* Supplied passage *

Resolved -
A few servers are still offline but FRA1 is fully functional since 23/02 at 23:00 CET. At this time we are still expecting a post-mortem from our cloud provider. This incident is now resolved.
Feb 24, 08:53 UTC
Update -
All event storage cluster servers hosting long-term data are now online with indexes gradually recovering; workers responsible for data retention will be restarted shortly. Remaining event storage cluster servers are being restarted via a custom process and should rejoin shortly.
Feb 23, 17:25 UTC
Update -
This incident is ongoing with around 80 servers still down. Indexation is operating with less than 10 minutes of lag on the event storage cluster. The data center provider is manually rebooting servers that failed to start correctly, prioritizing critical nodes including message bus nodes. Recovery efforts are ongoing.
Feb 23, 15:58 UTC
Update -
This incident continues to impact approximately 80 servers. The event storage cluster is recovering with nodes restarting and data becoming progressively available. Indexation has resumed with some lag still present. Frontend, APIs, automation features, and detection services remain operational. The main residual issues relate to forwarding difficulties caused by four message bus nodes being down, affecting forwarding to search indexing components. Recovery of infrastructure nodes is ongoing.

* Data lines *
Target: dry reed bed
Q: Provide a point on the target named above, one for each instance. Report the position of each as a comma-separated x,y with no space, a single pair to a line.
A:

* Problem requirements *
Answer these from the incident log:
(a) In the update that mentions forwarding difficulties, how many message bus nodes are reported down?
(b) How much lag does the update describing the data center provider manually rebooting servers report for indexation on the event storage cluster?
(c) According to the resolved notice, from what date and time has FRA1 been fully functional?

* Response to the task *
(a) Four message bus nodes.
(b) Less than 10 minutes.
(c) Since 23/02 at 23:00 CET.